PROBLEMS TO WORK ON:
**1.** Answer these questions from the seabird passage:
(a) What does the writer say made their eyes blur?
(b) Along which coastline has there been a massive die-off of the Cassin's Auklet this year?
(c) Which bird did the writer focus on for the moment and its art?
**2.** Rewrite the paragraph of the seabird passage that begins "Some birds are taking advantage" more briefly, keeping its main facts.

EXTRACT TO READ:
• • • • • • •
Pink-footed Shearwater
Eventually my eyes blurred from the intense sun and blue ocean.  I began to get a headache from straining my eyes into the distant horizon.  There were smaller birds like the Cassin's Auklet. 

Photo by Justyn Stahl
The world is such a complex place. I visibly see things changing.  Our planet is changing.  And global warming is real.  We read or hear about it in the news.  But I actually see it!  I don't know how I feel about it all.  I am just an observer in this short lifetime. 

My action shots of this relatively small bird:)
Some birds are taking advantage of this climate change while others face extinction due in part to their food source disappearing or moving to another area.  This year alone, the Pacific coastline has seen a massive die off of the Cassin's Auklet and other sea birds. 

I am constantly in deep thought about this planet. Eventually my brain shuts down and my eyes give out. And so I just focused on the moment and art of the Western Gull.  Lifebirds are challenging.  When there aren't new birds to find, I just relax and enjoy the moment. That's when my art can happen.
• • • • • • •
Excerpts of bounding box data:
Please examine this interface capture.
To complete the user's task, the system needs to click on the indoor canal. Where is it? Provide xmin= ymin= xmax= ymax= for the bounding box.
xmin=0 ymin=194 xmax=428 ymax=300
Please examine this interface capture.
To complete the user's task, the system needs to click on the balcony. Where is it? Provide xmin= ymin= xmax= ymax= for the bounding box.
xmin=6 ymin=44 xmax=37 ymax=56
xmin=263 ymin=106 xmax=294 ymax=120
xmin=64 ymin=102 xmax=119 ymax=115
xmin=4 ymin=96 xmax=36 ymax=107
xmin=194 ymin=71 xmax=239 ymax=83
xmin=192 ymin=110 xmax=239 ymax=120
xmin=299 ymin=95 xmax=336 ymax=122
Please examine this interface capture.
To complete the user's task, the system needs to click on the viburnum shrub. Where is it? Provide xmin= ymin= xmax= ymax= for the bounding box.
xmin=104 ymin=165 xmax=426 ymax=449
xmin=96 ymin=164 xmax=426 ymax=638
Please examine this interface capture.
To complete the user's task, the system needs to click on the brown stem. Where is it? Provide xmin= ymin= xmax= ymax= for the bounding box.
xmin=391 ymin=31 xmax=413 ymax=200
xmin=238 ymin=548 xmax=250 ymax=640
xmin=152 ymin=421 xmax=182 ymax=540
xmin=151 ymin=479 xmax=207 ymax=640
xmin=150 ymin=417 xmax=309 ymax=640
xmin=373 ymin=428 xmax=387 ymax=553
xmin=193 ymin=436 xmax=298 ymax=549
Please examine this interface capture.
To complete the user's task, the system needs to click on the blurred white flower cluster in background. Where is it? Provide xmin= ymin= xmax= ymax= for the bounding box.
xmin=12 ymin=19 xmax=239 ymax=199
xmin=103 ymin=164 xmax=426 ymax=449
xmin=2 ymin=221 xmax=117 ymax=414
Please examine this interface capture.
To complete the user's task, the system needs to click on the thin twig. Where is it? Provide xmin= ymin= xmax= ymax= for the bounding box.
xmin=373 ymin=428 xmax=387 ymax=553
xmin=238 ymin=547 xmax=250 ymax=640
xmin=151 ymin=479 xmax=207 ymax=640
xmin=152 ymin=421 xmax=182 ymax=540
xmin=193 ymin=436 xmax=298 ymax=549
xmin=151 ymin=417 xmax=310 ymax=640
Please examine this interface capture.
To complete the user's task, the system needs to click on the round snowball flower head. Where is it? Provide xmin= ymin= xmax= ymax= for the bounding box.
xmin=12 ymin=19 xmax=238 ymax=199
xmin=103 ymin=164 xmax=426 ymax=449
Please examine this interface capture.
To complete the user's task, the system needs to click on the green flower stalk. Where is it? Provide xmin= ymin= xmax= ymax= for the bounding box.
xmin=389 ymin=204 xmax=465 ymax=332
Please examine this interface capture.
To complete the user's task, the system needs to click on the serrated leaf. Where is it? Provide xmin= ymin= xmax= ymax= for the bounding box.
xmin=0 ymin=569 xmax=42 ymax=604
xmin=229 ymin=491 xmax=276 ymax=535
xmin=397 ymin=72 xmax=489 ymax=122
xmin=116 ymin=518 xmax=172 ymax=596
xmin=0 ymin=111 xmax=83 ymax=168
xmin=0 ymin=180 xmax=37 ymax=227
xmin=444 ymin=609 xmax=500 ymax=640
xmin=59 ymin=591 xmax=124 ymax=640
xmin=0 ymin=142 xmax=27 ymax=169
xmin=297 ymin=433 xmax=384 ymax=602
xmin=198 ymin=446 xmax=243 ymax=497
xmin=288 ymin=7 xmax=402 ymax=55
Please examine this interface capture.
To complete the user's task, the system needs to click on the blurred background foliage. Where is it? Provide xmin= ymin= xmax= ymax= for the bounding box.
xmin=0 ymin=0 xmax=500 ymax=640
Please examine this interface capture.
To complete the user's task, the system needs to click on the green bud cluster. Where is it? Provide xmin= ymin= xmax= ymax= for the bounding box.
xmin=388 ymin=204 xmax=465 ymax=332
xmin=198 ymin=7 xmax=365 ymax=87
• • • • • • •
PER-TASK OUTPUTS:
**1.**
(a) The intense sun and blue ocean
(b) The Pacific coastline
(c) The Western Gull

**2.** Climate change benefits some birds, while others face extinction, partly because their food source is disappearing or moving elsewhere. This year the Pacific coastline has seen a massive die-off of the Cassin's Auklet and other seabirds.